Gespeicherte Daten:
⁂
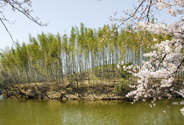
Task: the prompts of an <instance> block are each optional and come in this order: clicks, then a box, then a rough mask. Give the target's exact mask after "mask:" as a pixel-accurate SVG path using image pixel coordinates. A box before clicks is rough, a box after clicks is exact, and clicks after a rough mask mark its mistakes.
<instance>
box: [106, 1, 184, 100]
mask: <svg viewBox="0 0 184 125" xmlns="http://www.w3.org/2000/svg"><path fill="white" fill-rule="evenodd" d="M137 2H139V5H138V6H137V7H134V9H133V10H130V9H129V10H127V11H123V12H124V14H125V17H121V18H120V19H118V18H116V17H112V16H110V17H109V19H110V20H111V21H115V22H116V25H117V27H120V26H122V25H128V26H132V27H134V30H133V31H129V32H134V31H136V30H137V29H140V30H142V31H149V32H150V33H153V34H161V35H168V34H169V35H170V36H171V40H169V39H168V40H165V41H161V43H158V42H157V39H156V38H154V39H153V40H154V41H155V45H154V46H153V47H152V48H153V50H154V51H152V52H150V53H145V54H144V56H145V57H148V59H149V60H147V61H143V62H142V63H143V66H142V67H140V69H139V71H138V72H133V71H132V70H131V71H130V70H128V69H129V67H126V68H125V67H124V68H125V70H127V71H130V72H131V73H132V74H133V75H134V76H138V77H139V78H140V79H139V80H138V83H139V84H138V85H136V86H130V87H132V88H136V89H135V90H134V91H131V92H129V93H128V94H127V95H126V96H127V97H131V98H133V102H135V101H137V100H140V99H143V100H145V99H149V98H154V100H153V101H155V100H156V99H157V98H158V99H161V97H160V96H158V95H159V93H160V92H161V89H165V88H167V89H165V91H169V93H168V95H167V96H168V98H171V96H172V95H171V94H170V93H177V94H179V95H180V96H182V97H184V89H182V88H180V89H175V88H174V87H173V86H172V84H173V81H174V80H175V78H174V76H175V75H177V74H178V73H179V72H181V71H184V67H183V65H182V64H183V62H184V55H183V53H182V50H183V47H184V17H183V13H184V9H183V7H184V0H137ZM163 9H166V10H167V14H168V15H170V16H172V17H176V16H180V19H179V20H178V21H176V22H173V23H171V24H166V23H164V22H159V21H158V19H157V18H155V16H154V12H155V11H162V10H163ZM116 14H117V13H115V16H116ZM152 20H154V23H153V22H152ZM140 43H141V41H140ZM118 67H119V64H118ZM130 68H132V67H130ZM153 79H159V80H160V82H159V83H158V84H150V83H151V80H153ZM168 88H169V89H168Z"/></svg>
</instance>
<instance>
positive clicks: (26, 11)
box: [0, 0, 47, 42]
mask: <svg viewBox="0 0 184 125" xmlns="http://www.w3.org/2000/svg"><path fill="white" fill-rule="evenodd" d="M6 6H10V7H11V8H12V10H13V11H18V12H20V13H22V14H23V15H25V16H26V17H27V18H28V19H30V20H31V21H33V22H35V23H36V24H38V25H40V26H47V23H45V24H43V23H42V22H40V21H39V18H38V17H36V18H35V17H33V16H32V15H31V12H33V10H32V9H31V7H32V1H31V0H0V21H1V23H2V24H3V26H4V27H5V29H6V31H7V32H8V34H9V35H10V37H11V39H12V41H13V42H14V40H13V38H12V36H11V34H10V32H9V30H8V28H7V27H6V25H5V23H4V22H9V23H12V22H11V21H10V20H8V19H7V18H6V16H5V15H4V12H5V7H6ZM13 23H14V22H13Z"/></svg>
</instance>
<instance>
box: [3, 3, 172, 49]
mask: <svg viewBox="0 0 184 125" xmlns="http://www.w3.org/2000/svg"><path fill="white" fill-rule="evenodd" d="M133 5H137V2H136V0H102V1H98V0H53V1H51V0H32V9H33V10H34V12H32V15H33V17H36V16H38V17H39V18H40V21H42V22H50V23H49V25H48V26H46V27H41V26H39V25H37V24H35V23H34V22H32V21H30V20H29V19H28V18H26V17H25V16H24V15H22V14H21V13H19V12H17V11H16V12H14V11H12V10H11V8H10V7H6V8H5V13H4V14H5V16H6V17H7V18H8V19H9V20H10V21H14V20H16V23H15V24H9V23H5V24H6V26H7V28H8V29H9V31H10V33H11V34H12V37H13V39H14V41H16V40H18V41H19V43H22V42H26V43H28V42H29V37H28V36H29V33H30V34H31V35H32V36H33V37H36V36H37V34H40V33H41V32H42V31H43V32H45V33H48V32H49V33H53V34H56V33H57V32H59V33H60V34H61V35H62V34H64V33H67V34H70V30H71V27H72V26H78V27H79V26H80V23H81V22H83V23H84V24H85V26H86V27H88V28H95V29H97V28H98V27H103V25H104V24H112V22H110V21H109V19H108V17H109V16H110V15H113V14H114V13H115V12H117V13H118V16H122V14H123V13H122V10H127V9H130V8H133ZM166 15H167V14H166V12H162V13H161V14H158V16H159V18H160V19H164V20H165V21H166V22H167V23H171V22H173V21H174V19H173V18H170V17H169V16H166ZM0 29H1V30H0V34H1V37H0V48H2V49H4V48H5V46H9V47H11V45H12V40H11V38H10V36H9V35H8V33H7V32H6V30H5V28H4V26H3V25H2V24H1V23H0Z"/></svg>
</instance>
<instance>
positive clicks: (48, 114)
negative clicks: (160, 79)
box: [0, 95, 184, 125]
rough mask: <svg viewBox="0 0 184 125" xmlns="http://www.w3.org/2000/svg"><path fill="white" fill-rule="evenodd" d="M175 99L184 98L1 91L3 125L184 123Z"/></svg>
mask: <svg viewBox="0 0 184 125" xmlns="http://www.w3.org/2000/svg"><path fill="white" fill-rule="evenodd" d="M173 101H174V102H181V101H182V99H174V100H162V101H157V102H156V106H153V108H150V106H149V103H150V102H137V103H136V104H134V105H132V104H131V103H130V102H128V101H66V102H63V101H59V100H23V99H21V100H19V99H12V98H3V97H2V96H1V95H0V125H146V124H148V125H154V124H155V125H158V124H159V125H183V124H184V116H183V115H182V114H181V112H180V109H181V108H182V107H184V105H183V106H182V105H171V103H172V102H173ZM169 105H171V106H170V107H167V106H169ZM163 111H166V112H165V113H164V112H163Z"/></svg>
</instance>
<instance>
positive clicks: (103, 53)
mask: <svg viewBox="0 0 184 125" xmlns="http://www.w3.org/2000/svg"><path fill="white" fill-rule="evenodd" d="M129 30H131V28H129ZM153 37H155V38H157V39H158V41H162V40H164V39H168V37H169V36H164V37H163V36H162V35H154V34H150V33H149V32H142V31H139V30H137V31H136V32H134V33H133V34H132V33H129V32H127V30H126V28H124V29H123V28H122V29H120V30H116V28H115V26H114V25H111V26H110V25H104V26H103V27H102V28H98V29H97V30H96V29H91V28H86V27H85V26H84V24H83V23H81V25H80V28H78V27H72V29H71V33H70V35H67V34H63V35H60V34H59V33H58V34H56V35H54V34H52V33H47V34H45V33H42V34H38V35H37V37H36V38H34V37H32V36H31V35H30V36H29V43H28V44H26V43H22V44H21V45H20V44H19V43H18V42H16V45H15V47H13V48H11V49H9V48H8V47H7V48H5V49H4V50H2V51H1V53H0V66H1V67H0V68H1V69H0V70H1V71H0V78H1V81H0V82H1V83H4V84H6V83H12V84H21V83H32V82H53V81H56V82H57V83H63V82H65V78H68V79H70V82H71V83H73V84H74V83H75V81H76V79H80V80H82V79H86V78H89V79H95V78H98V79H104V78H107V77H108V78H111V77H116V78H117V79H118V78H119V72H118V71H117V69H116V66H115V65H116V64H117V63H119V62H120V61H122V60H124V61H125V62H132V63H133V64H139V65H140V64H141V61H142V60H143V56H142V55H143V53H145V52H149V51H150V50H151V46H152V45H153V44H154V42H153ZM107 66H110V67H109V69H108V70H107ZM95 67H99V69H100V70H97V71H98V73H97V71H95V70H93V69H95ZM89 69H91V70H90V72H85V71H89ZM111 71H113V73H112V72H111ZM69 76H70V78H69ZM89 79H88V80H89Z"/></svg>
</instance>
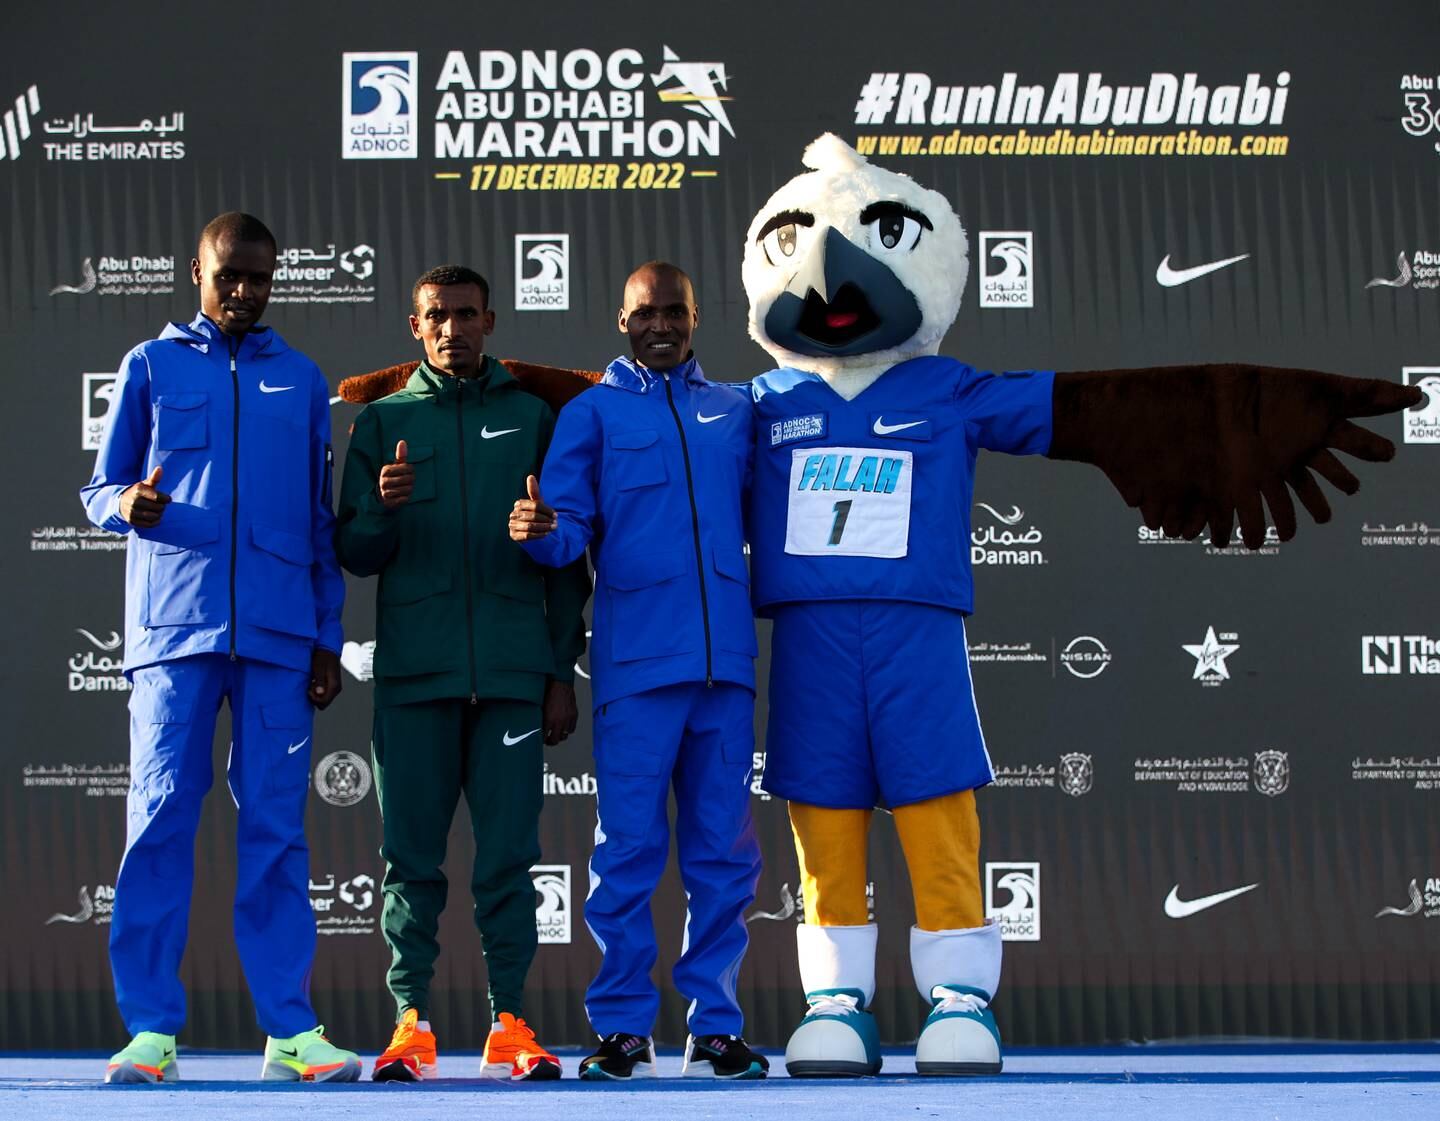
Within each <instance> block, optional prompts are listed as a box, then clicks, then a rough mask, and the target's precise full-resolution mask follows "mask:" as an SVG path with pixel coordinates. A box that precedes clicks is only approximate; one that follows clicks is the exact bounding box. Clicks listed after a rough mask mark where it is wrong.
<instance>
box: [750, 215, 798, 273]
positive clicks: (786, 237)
mask: <svg viewBox="0 0 1440 1121" xmlns="http://www.w3.org/2000/svg"><path fill="white" fill-rule="evenodd" d="M799 244H801V226H798V225H795V223H793V222H789V223H786V225H783V226H776V228H775V229H772V231H770V232H769V233H766V235H765V238H763V239H762V241H760V248H762V249H765V259H766V261H769V262H770V264H772V265H779V264H780V262H782V261H785V259H786V258H793V256H795V251H796V249H798V248H799Z"/></svg>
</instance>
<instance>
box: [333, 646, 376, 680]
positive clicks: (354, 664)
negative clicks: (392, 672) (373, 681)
mask: <svg viewBox="0 0 1440 1121" xmlns="http://www.w3.org/2000/svg"><path fill="white" fill-rule="evenodd" d="M340 664H341V666H344V667H346V670H347V671H348V674H350V676H351V677H354V679H356V680H357V682H373V680H374V638H372V640H370V641H369V643H346V644H344V646H341V647H340Z"/></svg>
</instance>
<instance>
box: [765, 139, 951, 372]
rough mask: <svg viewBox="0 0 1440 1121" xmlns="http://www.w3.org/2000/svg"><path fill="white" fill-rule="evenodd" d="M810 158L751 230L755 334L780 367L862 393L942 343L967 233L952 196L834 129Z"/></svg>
mask: <svg viewBox="0 0 1440 1121" xmlns="http://www.w3.org/2000/svg"><path fill="white" fill-rule="evenodd" d="M804 163H805V166H806V167H809V169H814V170H811V171H806V173H805V174H801V176H796V177H795V179H792V180H791V182H789V183H786V184H785V186H783V187H780V189H779V190H778V192H775V195H772V196H770V200H769V202H766V203H765V206H762V207H760V212H759V213H757V215H756V216H755V220H753V222H752V223H750V231H749V233H746V244H744V264H743V267H742V275H743V278H744V291H746V294H747V295H749V297H750V337H752V339H755V341H757V343H759V344H760V346H762V347H765V349H766V350H768V352H769V353H770V356H772V357H773V359H775V362H776V363H779V365H780V366H791V367H793V369H801V370H811V372H814V373H818V375H819V376H821V378H824V379H825V380H827V382H829V383H831V385H834V386H835V388H837V389H840V390H841V392H842V393H844V392H845V389H852V392H860V389H864V386H865V385H868V383H870V382H873V380H874V379H876V378H878V376H880V373H881V372H883V370H886V369H887V367H890V366H893V365H894V363H897V362H903V360H904V359H910V357H917V356H920V354H935V353H936V352H937V350H939V347H940V339H943V337H945V333H946V331H948V330H949V329H950V324H952V323H953V321H955V316H956V313H958V311H959V308H960V295H962V292H963V291H965V278H966V274H968V272H969V261H968V255H966V241H965V229H963V226H960V219H959V218H956V216H955V210H952V209H950V203H949V202H948V200H946V199H945V196H943V195H940V193H939V192H935V190H929V189H926V187H922V186H920V184H919V183H916V182H914V180H913V179H910V177H909V176H903V174H899V173H896V171H887V170H886V169H883V167H876V166H874V164H871V163H870V161H867V160H865V157H864V156H861V154H860V153H858V151H855V150H854V148H852V147H850V146H848V144H847V143H845V141H844V140H841V138H840V137H837V135H834V134H832V133H827V134H825V135H822V137H819V138H818V140H815V141H814V143H812V144H809V147H806V148H805V157H804ZM857 382H860V385H857Z"/></svg>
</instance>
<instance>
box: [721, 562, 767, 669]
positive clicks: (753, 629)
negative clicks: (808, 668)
mask: <svg viewBox="0 0 1440 1121" xmlns="http://www.w3.org/2000/svg"><path fill="white" fill-rule="evenodd" d="M710 558H711V565H713V566H714V572H716V575H717V576H720V579H717V581H714V591H713V594H711V601H710V607H711V620H713V624H714V641H716V646H717V647H720V648H721V650H729V651H730V653H732V654H746V656H747V657H752V658H753V657H756V656H757V654H759V653H760V648H759V647H757V646H756V643H755V614H753V611H752V609H750V569H749V568H747V566H746V563H744V550H743V549H742V548H740V546H739V545H733V546H729V548H726V546H721V545H716V546H713V548H711V550H710Z"/></svg>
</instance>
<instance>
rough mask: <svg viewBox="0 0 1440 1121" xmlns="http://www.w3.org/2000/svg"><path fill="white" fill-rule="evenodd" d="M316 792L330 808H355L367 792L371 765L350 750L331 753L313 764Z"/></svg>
mask: <svg viewBox="0 0 1440 1121" xmlns="http://www.w3.org/2000/svg"><path fill="white" fill-rule="evenodd" d="M315 792H317V794H318V795H320V797H321V798H324V800H325V801H327V803H330V804H331V805H354V804H356V803H359V801H361V800H364V795H366V794H369V792H370V764H367V762H366V761H364V759H361V758H360V756H359V755H356V754H354V752H353V751H333V752H330V755H327V756H325V758H323V759H321V761H320V762H318V764H315Z"/></svg>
⁂
Zu bearbeitende Aufgabe -
Stelle den Abschnitt vom Anfang der Einträge bis einschließlich der Zeile mit "box: [106, 1, 184, 100]" als JSON-Liste von Zeichenketten dar, eine pro Zeile und ohne Leerzeilen. Lass die Bilder dabei weg.

Antwort -
[
  "Task: the prompts of an <instance> block are each optional and come in this order: clicks, then a box, then a rough mask. Give the target's exact mask after \"mask:\" as a pixel-accurate SVG path using image pixel coordinates. A box before clicks is rough, a box after clicks is exact, and clicks after a rough mask mark its mistakes.",
  "<instance>",
  "box: [106, 1, 184, 100]"
]